### Excerpted records

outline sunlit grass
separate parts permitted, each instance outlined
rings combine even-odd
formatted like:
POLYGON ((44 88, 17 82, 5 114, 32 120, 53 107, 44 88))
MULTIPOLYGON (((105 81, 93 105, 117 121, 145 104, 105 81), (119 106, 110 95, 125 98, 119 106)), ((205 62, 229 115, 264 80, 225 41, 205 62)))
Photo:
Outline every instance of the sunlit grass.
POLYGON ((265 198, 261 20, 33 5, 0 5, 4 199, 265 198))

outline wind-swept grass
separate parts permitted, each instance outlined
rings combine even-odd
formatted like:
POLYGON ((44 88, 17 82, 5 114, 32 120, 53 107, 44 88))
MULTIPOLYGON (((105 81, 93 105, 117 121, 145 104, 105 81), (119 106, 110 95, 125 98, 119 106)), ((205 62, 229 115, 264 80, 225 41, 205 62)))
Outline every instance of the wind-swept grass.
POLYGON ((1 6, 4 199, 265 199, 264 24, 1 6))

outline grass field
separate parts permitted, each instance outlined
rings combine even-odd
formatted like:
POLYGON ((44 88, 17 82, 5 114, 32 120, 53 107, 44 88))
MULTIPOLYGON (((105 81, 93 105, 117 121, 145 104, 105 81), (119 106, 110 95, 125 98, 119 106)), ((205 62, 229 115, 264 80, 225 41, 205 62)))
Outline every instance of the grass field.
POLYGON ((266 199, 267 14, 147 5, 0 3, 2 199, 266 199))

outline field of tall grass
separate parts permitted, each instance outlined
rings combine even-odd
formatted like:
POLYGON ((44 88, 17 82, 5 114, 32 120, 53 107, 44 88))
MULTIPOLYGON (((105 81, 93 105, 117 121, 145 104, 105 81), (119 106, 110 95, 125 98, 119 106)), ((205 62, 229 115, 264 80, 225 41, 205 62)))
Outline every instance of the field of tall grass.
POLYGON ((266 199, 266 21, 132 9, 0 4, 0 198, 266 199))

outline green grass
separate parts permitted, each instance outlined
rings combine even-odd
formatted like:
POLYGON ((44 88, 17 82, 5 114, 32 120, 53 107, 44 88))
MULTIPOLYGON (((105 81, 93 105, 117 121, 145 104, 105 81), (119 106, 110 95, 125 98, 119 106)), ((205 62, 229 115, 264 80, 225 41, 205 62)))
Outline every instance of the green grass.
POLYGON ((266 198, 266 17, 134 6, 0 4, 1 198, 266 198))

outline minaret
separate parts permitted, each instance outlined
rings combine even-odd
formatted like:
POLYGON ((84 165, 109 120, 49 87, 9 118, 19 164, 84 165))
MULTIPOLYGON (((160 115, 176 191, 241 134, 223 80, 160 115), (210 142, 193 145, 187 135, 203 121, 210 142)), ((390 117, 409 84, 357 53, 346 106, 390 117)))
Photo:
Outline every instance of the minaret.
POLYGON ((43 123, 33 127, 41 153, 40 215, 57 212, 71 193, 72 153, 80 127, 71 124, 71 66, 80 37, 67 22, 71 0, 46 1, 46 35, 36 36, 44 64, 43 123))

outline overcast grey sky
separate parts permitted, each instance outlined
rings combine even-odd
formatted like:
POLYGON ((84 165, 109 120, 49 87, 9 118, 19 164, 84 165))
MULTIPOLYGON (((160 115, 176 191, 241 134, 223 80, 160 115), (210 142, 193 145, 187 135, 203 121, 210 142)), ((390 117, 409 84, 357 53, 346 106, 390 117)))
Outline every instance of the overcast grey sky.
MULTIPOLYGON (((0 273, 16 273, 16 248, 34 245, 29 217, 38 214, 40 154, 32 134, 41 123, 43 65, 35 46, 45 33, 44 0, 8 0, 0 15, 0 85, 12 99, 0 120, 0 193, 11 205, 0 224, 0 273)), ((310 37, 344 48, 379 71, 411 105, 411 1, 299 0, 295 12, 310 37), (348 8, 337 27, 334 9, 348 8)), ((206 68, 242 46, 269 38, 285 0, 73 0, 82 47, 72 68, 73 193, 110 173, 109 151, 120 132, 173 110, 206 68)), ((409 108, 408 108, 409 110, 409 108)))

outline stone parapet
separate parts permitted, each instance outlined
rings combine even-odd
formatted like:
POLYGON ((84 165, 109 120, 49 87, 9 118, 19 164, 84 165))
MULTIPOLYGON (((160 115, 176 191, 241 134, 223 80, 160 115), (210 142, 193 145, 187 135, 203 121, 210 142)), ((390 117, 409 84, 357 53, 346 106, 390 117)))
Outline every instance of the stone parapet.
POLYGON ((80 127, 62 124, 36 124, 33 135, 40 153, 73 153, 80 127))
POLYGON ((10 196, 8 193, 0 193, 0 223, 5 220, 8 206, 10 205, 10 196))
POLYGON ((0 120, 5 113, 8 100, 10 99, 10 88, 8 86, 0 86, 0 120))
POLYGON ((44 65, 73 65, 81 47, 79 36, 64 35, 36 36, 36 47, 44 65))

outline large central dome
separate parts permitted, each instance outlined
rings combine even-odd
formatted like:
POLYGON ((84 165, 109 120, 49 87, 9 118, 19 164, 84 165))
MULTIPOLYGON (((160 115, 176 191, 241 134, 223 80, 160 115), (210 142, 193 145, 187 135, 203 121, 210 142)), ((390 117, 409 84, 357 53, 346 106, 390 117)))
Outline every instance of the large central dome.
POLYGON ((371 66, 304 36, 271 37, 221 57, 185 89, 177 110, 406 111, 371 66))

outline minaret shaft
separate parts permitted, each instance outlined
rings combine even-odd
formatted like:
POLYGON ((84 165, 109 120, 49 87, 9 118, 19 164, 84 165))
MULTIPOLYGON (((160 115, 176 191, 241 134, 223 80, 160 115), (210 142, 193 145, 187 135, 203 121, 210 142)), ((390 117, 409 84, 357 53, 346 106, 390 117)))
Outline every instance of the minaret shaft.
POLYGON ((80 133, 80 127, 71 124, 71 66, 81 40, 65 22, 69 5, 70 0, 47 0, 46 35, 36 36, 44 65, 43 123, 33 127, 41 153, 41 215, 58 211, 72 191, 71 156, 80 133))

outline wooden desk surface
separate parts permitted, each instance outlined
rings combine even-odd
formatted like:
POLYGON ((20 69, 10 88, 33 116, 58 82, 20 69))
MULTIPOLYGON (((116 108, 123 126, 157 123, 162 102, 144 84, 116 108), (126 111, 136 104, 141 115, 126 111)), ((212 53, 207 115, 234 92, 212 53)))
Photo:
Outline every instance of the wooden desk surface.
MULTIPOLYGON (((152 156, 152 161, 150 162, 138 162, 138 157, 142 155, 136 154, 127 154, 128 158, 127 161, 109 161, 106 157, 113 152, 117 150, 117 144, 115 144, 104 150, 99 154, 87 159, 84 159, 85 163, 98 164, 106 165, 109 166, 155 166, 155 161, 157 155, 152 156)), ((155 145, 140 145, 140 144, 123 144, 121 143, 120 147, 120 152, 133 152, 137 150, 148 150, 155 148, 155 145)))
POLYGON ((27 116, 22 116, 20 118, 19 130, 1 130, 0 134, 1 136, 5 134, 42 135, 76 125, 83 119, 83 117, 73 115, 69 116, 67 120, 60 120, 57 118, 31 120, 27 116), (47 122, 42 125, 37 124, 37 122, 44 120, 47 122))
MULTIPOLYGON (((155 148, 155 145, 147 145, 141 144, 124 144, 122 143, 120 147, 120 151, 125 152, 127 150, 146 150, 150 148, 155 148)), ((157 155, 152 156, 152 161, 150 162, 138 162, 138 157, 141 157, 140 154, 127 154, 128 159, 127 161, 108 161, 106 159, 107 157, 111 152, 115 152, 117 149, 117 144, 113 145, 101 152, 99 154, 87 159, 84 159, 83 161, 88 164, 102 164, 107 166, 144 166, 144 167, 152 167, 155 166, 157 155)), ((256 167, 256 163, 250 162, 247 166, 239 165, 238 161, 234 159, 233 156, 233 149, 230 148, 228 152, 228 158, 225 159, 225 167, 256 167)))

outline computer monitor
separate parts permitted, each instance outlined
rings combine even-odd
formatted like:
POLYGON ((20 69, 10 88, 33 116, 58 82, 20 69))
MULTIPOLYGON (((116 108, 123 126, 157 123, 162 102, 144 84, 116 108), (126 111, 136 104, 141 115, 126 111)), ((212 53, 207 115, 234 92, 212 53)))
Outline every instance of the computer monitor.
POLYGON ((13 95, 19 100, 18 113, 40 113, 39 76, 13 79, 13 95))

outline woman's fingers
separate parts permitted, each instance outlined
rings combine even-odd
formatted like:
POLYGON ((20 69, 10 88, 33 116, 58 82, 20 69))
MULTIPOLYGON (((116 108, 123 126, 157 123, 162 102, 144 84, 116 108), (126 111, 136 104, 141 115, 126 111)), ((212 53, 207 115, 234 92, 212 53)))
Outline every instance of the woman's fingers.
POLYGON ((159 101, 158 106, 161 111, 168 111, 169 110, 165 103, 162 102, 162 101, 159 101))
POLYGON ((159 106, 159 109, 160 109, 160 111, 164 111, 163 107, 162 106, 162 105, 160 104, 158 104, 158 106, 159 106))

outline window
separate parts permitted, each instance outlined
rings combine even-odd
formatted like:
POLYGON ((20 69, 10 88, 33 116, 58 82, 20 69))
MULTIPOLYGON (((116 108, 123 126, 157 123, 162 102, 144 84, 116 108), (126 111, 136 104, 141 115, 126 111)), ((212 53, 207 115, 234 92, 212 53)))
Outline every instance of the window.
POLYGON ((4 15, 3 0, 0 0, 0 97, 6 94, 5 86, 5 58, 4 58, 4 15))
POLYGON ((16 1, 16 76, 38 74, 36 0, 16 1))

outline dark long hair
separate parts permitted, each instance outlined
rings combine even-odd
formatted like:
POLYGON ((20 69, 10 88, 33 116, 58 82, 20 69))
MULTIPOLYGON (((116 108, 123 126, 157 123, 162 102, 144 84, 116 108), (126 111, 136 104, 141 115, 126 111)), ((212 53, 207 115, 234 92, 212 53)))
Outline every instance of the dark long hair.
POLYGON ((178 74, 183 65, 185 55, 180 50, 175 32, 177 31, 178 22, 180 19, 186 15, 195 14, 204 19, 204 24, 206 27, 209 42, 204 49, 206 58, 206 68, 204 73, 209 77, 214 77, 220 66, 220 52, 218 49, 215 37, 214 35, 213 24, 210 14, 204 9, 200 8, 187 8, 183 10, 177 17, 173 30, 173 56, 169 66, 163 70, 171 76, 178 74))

### Given exercise
Give back the data from its first line up to and including the line with "POLYGON ((266 199, 266", switching "sunlit" to "shaded" and leaving everything else unchanged.

### Task answer
outline shaded grass
separate parts permitted, each instance outlined
rings combine even-odd
formatted like:
POLYGON ((44 88, 17 82, 5 114, 32 120, 53 107, 44 88))
MULTIPOLYGON (((105 81, 93 105, 117 121, 145 104, 105 81), (119 106, 110 95, 125 98, 119 106)), ((205 62, 229 115, 264 80, 225 41, 205 62)))
Photo:
Outline every instance of the shaded grass.
POLYGON ((265 198, 261 20, 33 5, 0 5, 4 199, 265 198))

outline wind-swept grass
separate parts permitted, each instance outlined
rings combine even-odd
formatted like:
POLYGON ((44 88, 17 82, 5 114, 32 120, 53 107, 44 88))
MULTIPOLYGON (((105 81, 93 105, 117 121, 145 104, 105 81), (119 106, 110 95, 125 98, 119 106)), ((205 62, 229 115, 264 80, 225 41, 205 62)))
Outline every instance of the wind-swept grass.
POLYGON ((1 6, 4 199, 265 199, 264 24, 1 6))

outline grass field
separate parts permitted, each instance outlined
rings combine even-odd
formatted like:
POLYGON ((44 88, 17 82, 5 114, 32 120, 53 107, 44 88))
MULTIPOLYGON (((105 81, 93 105, 117 121, 145 104, 105 81), (119 106, 110 95, 125 98, 119 106)), ((205 62, 229 115, 264 80, 225 41, 205 62)))
Outline every instance of the grass field.
POLYGON ((266 199, 267 14, 147 5, 0 3, 2 199, 266 199))

outline field of tall grass
separate parts permitted, each instance outlined
rings combine even-odd
formatted like:
POLYGON ((44 88, 17 82, 5 114, 32 120, 53 107, 44 88))
MULTIPOLYGON (((105 81, 93 105, 117 121, 145 104, 105 81), (119 106, 110 95, 125 98, 119 106)), ((205 62, 229 115, 264 80, 225 41, 205 62)))
Outline every instance of the field of tall grass.
POLYGON ((266 199, 266 21, 132 9, 0 4, 0 198, 266 199))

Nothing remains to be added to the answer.